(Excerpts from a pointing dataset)
--- --- ---
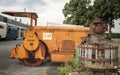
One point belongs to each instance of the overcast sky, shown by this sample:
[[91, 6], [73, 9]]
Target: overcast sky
[[47, 10]]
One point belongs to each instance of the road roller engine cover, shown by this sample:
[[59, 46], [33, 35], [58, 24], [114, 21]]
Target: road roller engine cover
[[56, 43]]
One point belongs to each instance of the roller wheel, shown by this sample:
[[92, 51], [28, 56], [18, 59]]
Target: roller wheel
[[31, 61]]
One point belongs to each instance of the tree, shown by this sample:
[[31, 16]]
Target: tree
[[80, 12], [108, 10], [73, 14]]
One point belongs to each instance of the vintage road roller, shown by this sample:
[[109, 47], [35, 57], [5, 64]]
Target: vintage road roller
[[56, 43]]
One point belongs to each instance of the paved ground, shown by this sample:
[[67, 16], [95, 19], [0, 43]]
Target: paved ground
[[14, 67]]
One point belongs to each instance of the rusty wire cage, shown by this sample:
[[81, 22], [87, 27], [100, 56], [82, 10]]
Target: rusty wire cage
[[98, 56]]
--- --- ---
Given task »
Reproduce all the entries above word for word, leaving out the pictures.

Output of the task »
One point belongs to each instance of the overcast sky, shown by this sample:
[[91, 6], [73, 9]]
Target: overcast sky
[[47, 10]]
One point belongs to each instance of the road roller engine cover, shown by this sample:
[[59, 46], [33, 35], [58, 24], [114, 21]]
Target: road roller engine cover
[[56, 43]]
One point belongs to each instance of the roller wheel, shown by this sample:
[[92, 51], [28, 56], [18, 59]]
Target: roller wheel
[[31, 61]]
One point belongs to each instance of the tree, shown by this sample:
[[31, 16]]
Target: tree
[[80, 12], [108, 10], [73, 14]]
One point belongs to each instance of the vintage road roller, shown by this sample:
[[109, 47], [35, 57], [5, 64]]
Target: vintage road roller
[[56, 43]]
One point belongs to each instance of the paved ground, shown by this sample:
[[67, 16], [95, 19], [0, 43]]
Target: paved ground
[[14, 67]]
One point belongs to each instance of the rusty wire cage, shown by this sample:
[[81, 22], [87, 27], [100, 56], [82, 10]]
Target: rusty wire cage
[[98, 56]]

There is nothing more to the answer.